__Task prompt__. Give again, word for word, only the lines from the one containing "Category: desk surface" through the final line.

▬▬▬▬▬▬

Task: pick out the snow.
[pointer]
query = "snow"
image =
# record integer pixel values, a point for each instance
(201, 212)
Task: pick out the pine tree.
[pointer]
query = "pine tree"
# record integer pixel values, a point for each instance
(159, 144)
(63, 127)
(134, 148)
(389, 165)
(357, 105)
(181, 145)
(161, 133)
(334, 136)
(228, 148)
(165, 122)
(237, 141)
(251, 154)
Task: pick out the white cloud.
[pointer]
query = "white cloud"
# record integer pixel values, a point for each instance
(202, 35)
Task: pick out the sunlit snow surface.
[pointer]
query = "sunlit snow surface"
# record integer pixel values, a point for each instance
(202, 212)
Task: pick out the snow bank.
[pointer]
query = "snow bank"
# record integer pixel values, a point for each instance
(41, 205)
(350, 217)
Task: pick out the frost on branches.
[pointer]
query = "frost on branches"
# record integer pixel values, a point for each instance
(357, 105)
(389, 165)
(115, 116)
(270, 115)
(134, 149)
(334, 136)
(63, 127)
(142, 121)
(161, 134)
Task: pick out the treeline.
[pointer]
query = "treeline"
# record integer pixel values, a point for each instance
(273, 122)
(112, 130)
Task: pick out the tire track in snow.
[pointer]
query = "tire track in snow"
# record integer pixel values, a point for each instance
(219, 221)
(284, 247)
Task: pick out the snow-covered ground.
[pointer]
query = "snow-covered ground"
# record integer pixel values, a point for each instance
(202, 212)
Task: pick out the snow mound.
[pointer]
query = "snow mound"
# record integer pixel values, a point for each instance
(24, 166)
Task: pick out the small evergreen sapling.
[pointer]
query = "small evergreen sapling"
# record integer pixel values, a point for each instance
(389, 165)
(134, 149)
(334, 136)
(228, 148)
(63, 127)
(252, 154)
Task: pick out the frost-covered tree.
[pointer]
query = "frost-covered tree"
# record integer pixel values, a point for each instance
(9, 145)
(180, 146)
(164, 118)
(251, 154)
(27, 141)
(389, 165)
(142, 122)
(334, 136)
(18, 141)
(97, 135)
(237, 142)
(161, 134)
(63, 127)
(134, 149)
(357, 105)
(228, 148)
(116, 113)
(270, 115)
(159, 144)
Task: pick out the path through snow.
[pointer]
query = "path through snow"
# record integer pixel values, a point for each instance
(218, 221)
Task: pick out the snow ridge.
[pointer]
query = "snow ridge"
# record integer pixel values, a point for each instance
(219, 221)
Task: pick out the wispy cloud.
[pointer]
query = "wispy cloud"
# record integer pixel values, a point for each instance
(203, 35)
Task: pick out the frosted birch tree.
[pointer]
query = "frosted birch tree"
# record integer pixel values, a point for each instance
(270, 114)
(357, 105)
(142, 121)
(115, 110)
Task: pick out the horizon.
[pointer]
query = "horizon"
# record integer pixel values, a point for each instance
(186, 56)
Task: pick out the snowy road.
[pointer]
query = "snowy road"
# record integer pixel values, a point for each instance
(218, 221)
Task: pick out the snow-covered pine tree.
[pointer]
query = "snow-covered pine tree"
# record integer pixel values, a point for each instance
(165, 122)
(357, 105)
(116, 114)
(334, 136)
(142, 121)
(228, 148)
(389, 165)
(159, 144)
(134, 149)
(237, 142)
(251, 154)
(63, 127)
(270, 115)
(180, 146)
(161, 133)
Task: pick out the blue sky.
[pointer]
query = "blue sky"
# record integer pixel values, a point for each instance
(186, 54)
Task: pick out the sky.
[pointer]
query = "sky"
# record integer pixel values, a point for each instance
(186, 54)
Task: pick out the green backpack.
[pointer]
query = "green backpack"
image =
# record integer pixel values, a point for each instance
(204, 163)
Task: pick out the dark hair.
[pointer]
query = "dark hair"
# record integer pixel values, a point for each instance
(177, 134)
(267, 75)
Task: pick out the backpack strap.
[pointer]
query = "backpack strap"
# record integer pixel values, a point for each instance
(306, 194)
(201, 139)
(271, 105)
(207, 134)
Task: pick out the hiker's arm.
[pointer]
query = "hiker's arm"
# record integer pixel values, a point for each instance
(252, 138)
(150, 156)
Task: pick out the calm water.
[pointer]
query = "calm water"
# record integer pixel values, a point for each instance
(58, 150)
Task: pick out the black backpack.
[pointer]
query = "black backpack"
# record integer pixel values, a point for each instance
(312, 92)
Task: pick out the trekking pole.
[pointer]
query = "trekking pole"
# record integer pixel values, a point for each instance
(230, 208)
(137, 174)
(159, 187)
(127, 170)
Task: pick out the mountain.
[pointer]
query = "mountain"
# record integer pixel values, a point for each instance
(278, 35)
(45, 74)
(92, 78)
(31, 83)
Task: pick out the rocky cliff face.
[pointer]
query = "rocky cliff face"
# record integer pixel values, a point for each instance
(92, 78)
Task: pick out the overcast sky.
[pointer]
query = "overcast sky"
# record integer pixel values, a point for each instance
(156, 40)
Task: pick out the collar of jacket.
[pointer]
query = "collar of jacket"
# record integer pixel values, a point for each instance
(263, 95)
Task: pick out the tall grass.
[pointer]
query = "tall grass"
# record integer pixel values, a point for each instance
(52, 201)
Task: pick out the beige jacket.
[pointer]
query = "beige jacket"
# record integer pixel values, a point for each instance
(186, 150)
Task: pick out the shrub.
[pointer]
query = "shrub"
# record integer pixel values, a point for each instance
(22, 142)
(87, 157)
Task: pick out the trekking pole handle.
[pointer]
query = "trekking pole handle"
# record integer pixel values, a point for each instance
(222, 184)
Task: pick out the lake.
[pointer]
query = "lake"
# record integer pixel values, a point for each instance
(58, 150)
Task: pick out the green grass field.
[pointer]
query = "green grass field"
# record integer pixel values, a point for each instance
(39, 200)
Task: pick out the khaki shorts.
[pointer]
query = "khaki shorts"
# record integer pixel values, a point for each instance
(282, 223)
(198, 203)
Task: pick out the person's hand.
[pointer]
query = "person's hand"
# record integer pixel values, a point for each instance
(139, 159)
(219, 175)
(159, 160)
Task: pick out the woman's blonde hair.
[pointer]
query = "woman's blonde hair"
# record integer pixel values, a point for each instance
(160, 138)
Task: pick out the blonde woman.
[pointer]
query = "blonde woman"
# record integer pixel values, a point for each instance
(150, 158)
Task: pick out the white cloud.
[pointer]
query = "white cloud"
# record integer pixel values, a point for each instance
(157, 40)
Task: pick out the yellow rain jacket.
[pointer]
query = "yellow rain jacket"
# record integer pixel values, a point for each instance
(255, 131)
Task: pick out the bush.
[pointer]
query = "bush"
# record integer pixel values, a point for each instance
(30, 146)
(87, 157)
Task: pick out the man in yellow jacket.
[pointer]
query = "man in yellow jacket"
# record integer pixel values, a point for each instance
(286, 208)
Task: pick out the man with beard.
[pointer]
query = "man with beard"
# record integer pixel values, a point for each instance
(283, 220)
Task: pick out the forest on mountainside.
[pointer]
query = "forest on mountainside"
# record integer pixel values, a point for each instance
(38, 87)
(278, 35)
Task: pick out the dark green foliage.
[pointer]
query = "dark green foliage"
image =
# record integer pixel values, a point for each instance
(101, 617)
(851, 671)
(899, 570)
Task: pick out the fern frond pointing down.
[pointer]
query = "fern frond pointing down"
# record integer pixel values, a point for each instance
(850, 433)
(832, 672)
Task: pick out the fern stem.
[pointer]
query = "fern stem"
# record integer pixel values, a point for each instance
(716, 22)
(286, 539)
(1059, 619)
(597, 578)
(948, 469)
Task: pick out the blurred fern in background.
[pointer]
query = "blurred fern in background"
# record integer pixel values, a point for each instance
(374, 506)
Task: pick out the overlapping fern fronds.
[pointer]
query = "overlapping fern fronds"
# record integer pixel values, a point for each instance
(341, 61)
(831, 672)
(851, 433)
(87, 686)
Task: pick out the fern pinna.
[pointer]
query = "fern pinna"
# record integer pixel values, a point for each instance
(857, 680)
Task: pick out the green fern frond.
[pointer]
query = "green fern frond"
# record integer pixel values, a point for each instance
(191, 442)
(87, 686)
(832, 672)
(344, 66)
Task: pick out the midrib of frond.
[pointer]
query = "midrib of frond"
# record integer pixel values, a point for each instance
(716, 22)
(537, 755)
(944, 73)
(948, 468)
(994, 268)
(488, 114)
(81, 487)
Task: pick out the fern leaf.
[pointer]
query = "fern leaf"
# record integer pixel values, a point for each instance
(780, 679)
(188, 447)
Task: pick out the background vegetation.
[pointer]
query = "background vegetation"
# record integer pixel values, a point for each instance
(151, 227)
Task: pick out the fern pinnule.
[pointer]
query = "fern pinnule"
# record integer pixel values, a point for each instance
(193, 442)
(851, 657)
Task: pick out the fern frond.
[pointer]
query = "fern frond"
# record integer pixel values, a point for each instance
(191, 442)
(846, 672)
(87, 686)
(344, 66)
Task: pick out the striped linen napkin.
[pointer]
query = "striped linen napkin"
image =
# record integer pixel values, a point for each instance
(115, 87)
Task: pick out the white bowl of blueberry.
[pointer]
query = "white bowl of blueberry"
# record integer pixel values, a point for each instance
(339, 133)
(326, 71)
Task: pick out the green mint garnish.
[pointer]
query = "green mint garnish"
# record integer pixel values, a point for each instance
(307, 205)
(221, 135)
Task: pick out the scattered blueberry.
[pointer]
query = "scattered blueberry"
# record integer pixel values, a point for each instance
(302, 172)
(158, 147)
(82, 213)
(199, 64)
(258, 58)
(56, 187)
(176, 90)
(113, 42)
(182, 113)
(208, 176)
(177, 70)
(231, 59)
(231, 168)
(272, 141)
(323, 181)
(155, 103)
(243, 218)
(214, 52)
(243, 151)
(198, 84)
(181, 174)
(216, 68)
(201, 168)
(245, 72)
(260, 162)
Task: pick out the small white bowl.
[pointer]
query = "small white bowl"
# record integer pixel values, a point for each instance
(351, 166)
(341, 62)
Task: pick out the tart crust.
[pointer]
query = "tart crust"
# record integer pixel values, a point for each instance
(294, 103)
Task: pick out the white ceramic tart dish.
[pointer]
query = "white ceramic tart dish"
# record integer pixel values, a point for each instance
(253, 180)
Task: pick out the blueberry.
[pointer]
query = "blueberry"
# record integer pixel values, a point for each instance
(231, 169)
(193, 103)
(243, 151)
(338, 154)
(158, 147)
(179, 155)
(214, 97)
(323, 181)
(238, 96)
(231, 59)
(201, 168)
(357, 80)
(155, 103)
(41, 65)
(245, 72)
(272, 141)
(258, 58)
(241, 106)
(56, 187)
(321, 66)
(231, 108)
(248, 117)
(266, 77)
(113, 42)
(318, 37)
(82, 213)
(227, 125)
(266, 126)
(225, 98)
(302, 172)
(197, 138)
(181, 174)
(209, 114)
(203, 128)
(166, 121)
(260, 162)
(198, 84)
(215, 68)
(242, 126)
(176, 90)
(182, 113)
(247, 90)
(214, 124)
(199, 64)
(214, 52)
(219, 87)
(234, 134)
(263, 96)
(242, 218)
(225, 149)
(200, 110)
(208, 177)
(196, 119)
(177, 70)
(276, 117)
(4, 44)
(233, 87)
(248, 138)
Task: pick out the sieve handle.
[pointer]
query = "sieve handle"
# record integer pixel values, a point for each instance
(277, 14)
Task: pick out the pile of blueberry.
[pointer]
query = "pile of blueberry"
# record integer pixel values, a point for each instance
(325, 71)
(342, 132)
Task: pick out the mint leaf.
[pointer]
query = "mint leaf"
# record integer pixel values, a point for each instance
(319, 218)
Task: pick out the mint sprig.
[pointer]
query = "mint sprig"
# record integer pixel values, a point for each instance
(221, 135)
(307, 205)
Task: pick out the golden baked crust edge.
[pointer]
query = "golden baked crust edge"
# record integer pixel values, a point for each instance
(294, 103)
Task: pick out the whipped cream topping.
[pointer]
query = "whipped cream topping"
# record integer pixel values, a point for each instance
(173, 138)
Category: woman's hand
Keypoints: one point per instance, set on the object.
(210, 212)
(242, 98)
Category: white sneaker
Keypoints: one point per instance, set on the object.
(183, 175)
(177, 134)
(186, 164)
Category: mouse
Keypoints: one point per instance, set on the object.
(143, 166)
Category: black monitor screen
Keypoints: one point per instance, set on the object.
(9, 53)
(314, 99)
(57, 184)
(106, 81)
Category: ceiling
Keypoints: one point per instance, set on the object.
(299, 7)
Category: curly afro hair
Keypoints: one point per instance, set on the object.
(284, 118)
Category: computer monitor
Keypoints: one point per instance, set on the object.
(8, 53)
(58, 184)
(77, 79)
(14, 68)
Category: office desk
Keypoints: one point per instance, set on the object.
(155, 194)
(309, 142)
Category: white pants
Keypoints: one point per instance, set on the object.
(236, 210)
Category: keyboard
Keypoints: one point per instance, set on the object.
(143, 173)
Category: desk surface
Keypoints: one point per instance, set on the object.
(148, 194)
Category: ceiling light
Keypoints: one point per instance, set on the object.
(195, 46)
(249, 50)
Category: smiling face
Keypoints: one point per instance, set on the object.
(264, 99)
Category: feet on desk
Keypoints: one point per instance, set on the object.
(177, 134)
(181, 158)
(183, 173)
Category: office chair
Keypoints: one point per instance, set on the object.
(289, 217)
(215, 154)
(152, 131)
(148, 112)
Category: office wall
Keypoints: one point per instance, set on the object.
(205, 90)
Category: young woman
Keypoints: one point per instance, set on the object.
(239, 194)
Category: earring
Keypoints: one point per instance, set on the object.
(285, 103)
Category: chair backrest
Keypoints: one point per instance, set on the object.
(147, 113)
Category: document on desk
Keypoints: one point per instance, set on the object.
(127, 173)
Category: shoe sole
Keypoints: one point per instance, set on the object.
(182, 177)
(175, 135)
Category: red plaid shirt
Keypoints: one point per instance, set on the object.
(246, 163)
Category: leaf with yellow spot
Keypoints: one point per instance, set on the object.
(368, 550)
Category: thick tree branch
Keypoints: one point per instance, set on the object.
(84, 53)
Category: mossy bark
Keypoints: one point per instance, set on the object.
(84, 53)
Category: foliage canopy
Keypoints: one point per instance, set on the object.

▬▬▬▬▬▬

__Response to this task__.
Category: desk surface
Keypoints: one point per instance, set on the object.
(148, 194)
Category: ceiling light
Keypoints: one point per instance, set on the object.
(195, 46)
(249, 50)
Category: smiling face
Keypoints: one point per instance, set on the object.
(264, 99)
Category: feet on desk
Keypoints: one point per instance, set on the object.
(177, 134)
(181, 158)
(183, 173)
Category: office chair
Keypoints: one point per instance, set on the object.
(289, 217)
(215, 154)
(152, 131)
(148, 112)
Category: office wall
Keypoints: one point per instance, set on the object.
(205, 90)
Category: young woman
Keypoints: one point per instance, set on the object.
(239, 194)
Category: earring
Keypoints: one point per instance, set on the object.
(285, 103)
Category: chair backrest
Keypoints: one point per instance, set on the object.
(147, 113)
Category: document on desk
Keypoints: one point per instance, set on the object.
(127, 173)
Category: shoe sole
Keypoints: one point per instance, set on the object.
(182, 177)
(175, 135)
Category: red plaid shirt
Keypoints: one point per instance, set on the object.
(246, 163)
Category: leaf with yellow spot
Keypoints: one point per instance, set on the object.
(368, 550)
Category: thick tree branch
Keypoints: one point per instance, set on the object.
(84, 53)
Category: mossy bark
Keypoints: one point per instance, set on the object.
(84, 53)
Category: foliage canopy
Keypoints: one point per instance, set on the object.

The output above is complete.